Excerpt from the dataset
** start **

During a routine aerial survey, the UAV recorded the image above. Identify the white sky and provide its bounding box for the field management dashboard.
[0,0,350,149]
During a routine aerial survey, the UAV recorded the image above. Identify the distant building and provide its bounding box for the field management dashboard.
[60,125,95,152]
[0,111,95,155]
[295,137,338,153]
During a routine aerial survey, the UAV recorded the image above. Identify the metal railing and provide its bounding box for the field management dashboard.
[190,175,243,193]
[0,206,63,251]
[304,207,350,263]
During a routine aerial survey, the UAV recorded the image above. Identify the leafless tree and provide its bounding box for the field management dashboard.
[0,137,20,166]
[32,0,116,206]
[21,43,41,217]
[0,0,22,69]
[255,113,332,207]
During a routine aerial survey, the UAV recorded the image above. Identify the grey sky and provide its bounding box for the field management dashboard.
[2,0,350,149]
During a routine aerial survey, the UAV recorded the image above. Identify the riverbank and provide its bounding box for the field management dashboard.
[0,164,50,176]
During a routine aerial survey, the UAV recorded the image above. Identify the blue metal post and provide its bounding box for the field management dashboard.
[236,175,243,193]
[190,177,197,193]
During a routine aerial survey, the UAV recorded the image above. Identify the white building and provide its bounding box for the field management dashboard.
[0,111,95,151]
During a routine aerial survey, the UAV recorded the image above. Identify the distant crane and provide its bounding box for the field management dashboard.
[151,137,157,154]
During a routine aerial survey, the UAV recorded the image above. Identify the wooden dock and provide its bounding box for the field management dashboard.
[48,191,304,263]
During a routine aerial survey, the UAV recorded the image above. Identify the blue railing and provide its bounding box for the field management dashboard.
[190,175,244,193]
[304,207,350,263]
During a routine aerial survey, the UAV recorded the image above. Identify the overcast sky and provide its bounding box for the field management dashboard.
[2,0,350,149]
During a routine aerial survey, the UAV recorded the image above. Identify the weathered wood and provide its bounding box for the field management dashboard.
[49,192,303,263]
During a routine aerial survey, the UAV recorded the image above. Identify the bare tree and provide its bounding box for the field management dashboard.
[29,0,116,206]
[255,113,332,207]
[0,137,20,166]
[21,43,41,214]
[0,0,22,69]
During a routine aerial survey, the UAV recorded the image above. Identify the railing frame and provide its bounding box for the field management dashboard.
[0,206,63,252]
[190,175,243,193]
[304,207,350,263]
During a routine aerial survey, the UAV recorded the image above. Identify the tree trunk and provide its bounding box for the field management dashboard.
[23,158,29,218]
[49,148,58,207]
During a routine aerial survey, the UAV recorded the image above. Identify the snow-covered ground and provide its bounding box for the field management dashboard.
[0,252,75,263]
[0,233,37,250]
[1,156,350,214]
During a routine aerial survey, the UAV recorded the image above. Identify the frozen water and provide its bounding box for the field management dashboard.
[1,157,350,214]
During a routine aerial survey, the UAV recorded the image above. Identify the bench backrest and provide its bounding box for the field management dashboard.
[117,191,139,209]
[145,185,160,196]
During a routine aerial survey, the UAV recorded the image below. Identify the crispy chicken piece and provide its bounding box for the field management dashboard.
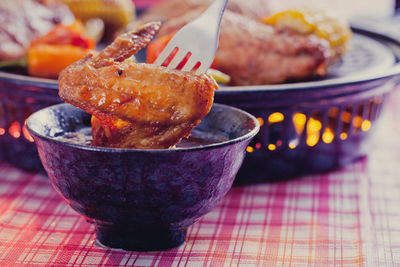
[158,10,330,85]
[59,23,217,148]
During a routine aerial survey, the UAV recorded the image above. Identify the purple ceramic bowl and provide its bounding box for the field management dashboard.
[27,104,259,251]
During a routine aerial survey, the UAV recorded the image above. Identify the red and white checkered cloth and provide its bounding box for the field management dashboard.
[0,93,400,266]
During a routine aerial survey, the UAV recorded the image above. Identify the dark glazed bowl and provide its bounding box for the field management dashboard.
[27,104,259,251]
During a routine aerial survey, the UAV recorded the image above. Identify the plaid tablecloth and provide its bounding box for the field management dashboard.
[0,89,400,266]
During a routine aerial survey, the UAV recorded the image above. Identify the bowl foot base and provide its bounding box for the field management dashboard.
[96,227,187,251]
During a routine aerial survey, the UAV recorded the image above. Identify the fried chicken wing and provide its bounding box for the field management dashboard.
[59,23,217,148]
[158,10,330,85]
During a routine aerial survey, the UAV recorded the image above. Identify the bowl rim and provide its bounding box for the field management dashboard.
[26,103,260,153]
[0,27,400,95]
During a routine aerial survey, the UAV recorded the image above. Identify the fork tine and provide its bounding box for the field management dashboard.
[196,62,211,75]
[153,41,176,66]
[182,55,198,71]
[168,48,188,69]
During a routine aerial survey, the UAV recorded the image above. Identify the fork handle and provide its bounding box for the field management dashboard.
[200,0,228,25]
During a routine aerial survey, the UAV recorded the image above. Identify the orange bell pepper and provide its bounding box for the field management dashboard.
[28,44,92,79]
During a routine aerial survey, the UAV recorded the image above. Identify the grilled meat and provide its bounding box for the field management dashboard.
[159,11,330,85]
[139,0,269,22]
[59,23,217,148]
[0,0,74,61]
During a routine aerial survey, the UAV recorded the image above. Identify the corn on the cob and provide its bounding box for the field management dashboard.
[62,0,135,29]
[263,8,351,56]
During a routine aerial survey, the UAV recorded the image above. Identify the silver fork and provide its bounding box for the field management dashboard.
[154,0,228,74]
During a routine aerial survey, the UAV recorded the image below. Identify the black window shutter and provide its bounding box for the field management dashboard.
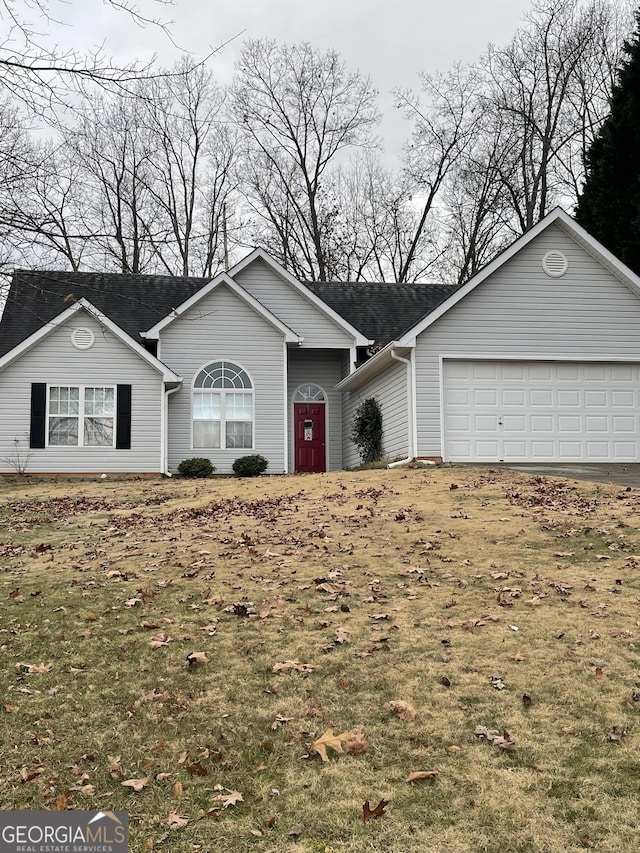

** end **

Reproduce the data above word for word, from start to finish, and leave out the pictures.

Complete output
During a routine aerial survey, the UAV recorded the image above. Identify the white sky and provide its bounding box for the field management dashboard.
[0,0,350,149]
During a routine aerial survey, the UAV recorded the image above. Identify the distant building and provide its bounding box for the field management dashboard.
[60,125,95,152]
[0,111,95,155]
[295,137,338,153]
During a routine aerial survey, the UAV recorded the image above. Identify the metal railing and provide its bounding box for the field management dashboard.
[190,175,243,193]
[0,206,63,251]
[304,207,350,263]
During a routine aerial survey, the UAV recorded the image above. Identify the leafless tree and provide its bounding box for the field management dashboard.
[0,137,20,166]
[32,0,116,206]
[21,43,41,217]
[0,0,22,69]
[255,113,332,207]
During a routine aerial survey, the UAV recorded the image above. Identify the grey sky and provide its bounding box for the field management dashboard.
[2,0,350,149]
During a routine aerial survey, the UAV recorded the image above. Identify the riverbank and provide its bounding box for the field management dashboard.
[0,164,50,176]
During a routine aerial survey, the UAV recorded the image above. Identify the blue metal post and provide its bounding box for the field management dashboard.
[236,175,243,193]
[190,177,197,193]
During a routine aerial survey, the UAV recorded the image above. Identify the white building and provide its bounding box for the field management dashboard.
[0,111,95,151]
During a routine aerial survey, the UAV recorded the image above. Identify the distant crane and provide its bounding box for the field management dashboard.
[151,137,157,154]
During a routine aerial survey, the UAV recorded the image above. Identify the wooden dock and provide its bounding box for the field management dashboard.
[48,191,304,263]
During a routine aerial survey, the UAV recorded the image above. Identify the blue railing and provide its bounding box for the field management dashboard.
[190,175,244,193]
[304,207,350,263]
During a routine aerial survey, the UAV recorded the image above. Identify the overcast sky and provide its bounding box for the field management dashboard.
[2,0,350,149]
During a routine aerial survey, the UAV recorded the image above. Identify the weathered wood and provide its bounding box for the field management dashboard.
[49,192,303,263]
During a routine aerial survey, the UAV recorded the image above. Identify the bare tree and provide its bounding box for the field management dashboard.
[29,0,116,206]
[255,113,332,207]
[0,137,20,166]
[21,43,41,214]
[0,0,22,69]
During a routine aerial survey, the UAV recorded the image above. Identify the railing frame and provide its bounding box for the field management dashboard.
[0,206,63,252]
[190,175,243,193]
[304,207,350,263]
During a routine aerial survey, the UAV recorded the image above. Identify the tree trunk and provide its bounding box for the field management dashboard.
[23,158,29,218]
[49,148,58,207]
During a routine aerial survey, the UAV recorded the image above. Identify the snow-covered ground and provide its bounding box for the field management dashboard.
[0,252,75,263]
[0,233,37,250]
[1,156,350,214]
During a routine aerial survey, the UAV recorded the image above. Identify the frozen water and provide its bounding box for the field management dashboard.
[1,157,350,214]
During a routine aerial survey, the UAV recorded the image above. Identify the bench backrest and provide its bounding box for the field management dashboard.
[117,191,139,209]
[145,185,160,196]
During a routine aerial survey, the UAV recorded the image below. Identify the crispy chicken piece and provide its bounding box for the field management dashboard.
[158,10,330,85]
[59,23,217,148]
During a routine aerial survey, the UAV recorded the image above. Identify the purple ceramic bowl and provide its bounding box for the field management dashboard.
[27,104,259,251]
During a routine aerial survey, the UAV recorded the image above. Identify the red and white checkered cloth and provide its bounding box for the field management dashboard.
[0,93,400,266]
During a routine aerial survey, the UAV recorded the image above. Identify the dark glazed bowl and provide its bounding box for the field management dashboard.
[27,104,259,251]
During a routine aerial survey, the UAV recorded the image above. Identify the plaid tablecloth and provide its bounding box for the field management dashboard.
[0,89,400,266]
During a routine aerial survey, the UAV recorded the image above. Identify the bowl foot base and provide its bounding box for the field management dashboard.
[96,227,187,251]
During a routine aerial survey, the UAV recorded the image above. Identify the fried chicken wing and provide its bounding box for the field management dashboard.
[59,23,217,148]
[158,10,330,85]
During a routine aerial survey, the UAV recorded the image above. Identify the bowl rim and provide its bounding box for the field management dashboard.
[26,103,260,153]
[0,27,400,95]
During a routine aerial survey, the UAV recorded the image above. Identify the fork tine and provide its bounding box for the field management dashboard.
[196,62,211,75]
[153,41,176,66]
[182,55,198,71]
[168,48,188,69]
During a routine aerial survey, the UAV recorded the image above. Identify the fork handle and provide its bounding box for the field management dashboard.
[200,0,228,25]
During a routine aerial survey, the UAV recorded the image above. Identify the orange bell pepper and provide its bounding box for the field management dashboard.
[28,44,92,79]
During a routine aerial survey, the UAV recorded the image above. Identify the grilled meat and provide its bounding box for the field management dashboard.
[159,11,330,85]
[139,0,269,22]
[59,23,217,148]
[0,0,74,61]
During a routine aerial survey, the UAV recorded the image above. Identify the corn on the cob and provide its bounding box for the field management dashboard.
[62,0,135,29]
[263,8,351,56]
During a routine aerial survey, the UAV recorded the image above. Identify the silver fork and provide its bounding box for the field management dashboard.
[154,0,228,74]
During a routine aerial survey, the UAV recorded the image below. Identify the black window shutter and provide its bounding box for the field management dashboard.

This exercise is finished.